## START TASK MATERIAL

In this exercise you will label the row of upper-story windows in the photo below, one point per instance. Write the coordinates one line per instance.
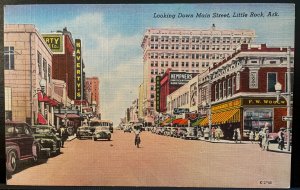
(198, 39)
(176, 64)
(187, 55)
(191, 47)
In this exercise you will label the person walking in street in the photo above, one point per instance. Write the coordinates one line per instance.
(63, 134)
(213, 132)
(281, 139)
(265, 137)
(251, 136)
(237, 135)
(219, 133)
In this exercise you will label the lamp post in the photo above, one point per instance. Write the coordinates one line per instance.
(286, 96)
(207, 106)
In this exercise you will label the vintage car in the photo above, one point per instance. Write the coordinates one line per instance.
(20, 145)
(190, 133)
(273, 137)
(46, 136)
(84, 132)
(101, 132)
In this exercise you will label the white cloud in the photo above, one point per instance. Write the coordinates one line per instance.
(114, 58)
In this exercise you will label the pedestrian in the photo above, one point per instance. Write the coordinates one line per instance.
(213, 132)
(63, 134)
(206, 133)
(251, 136)
(281, 139)
(219, 133)
(265, 137)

## END TASK MATERIAL

Reproduce all of the entries above word for word, omitting the pictures.

WRITTEN RESPONSE |
In this exercise you will label the row of upper-story windows in the photo below, one point per instance. Write the coordinates one line per instance.
(198, 39)
(176, 64)
(187, 55)
(191, 47)
In this exercise you will label the person walking in street in the photo above, one point per instance. Write the coordinates one line per instance.
(63, 134)
(213, 132)
(281, 139)
(265, 137)
(251, 136)
(237, 135)
(219, 133)
In this exercise you will label the lamp post in the photo above, one point per instance. Write the coordinates one line per instance.
(286, 96)
(207, 106)
In this exercise you will label the vintage car in the photo above, one point per instance. Write the coordinates one line per instance.
(20, 145)
(190, 133)
(273, 137)
(46, 136)
(84, 132)
(101, 132)
In this exercise you will label the white cloud in the photo above, one point per instance. Write the coordinates one line per instance.
(114, 58)
In this exercise you will label the pedestrian in the photo above, one point per instance. Write the coordinates one line per instance.
(213, 132)
(63, 134)
(206, 133)
(251, 136)
(281, 139)
(219, 133)
(265, 137)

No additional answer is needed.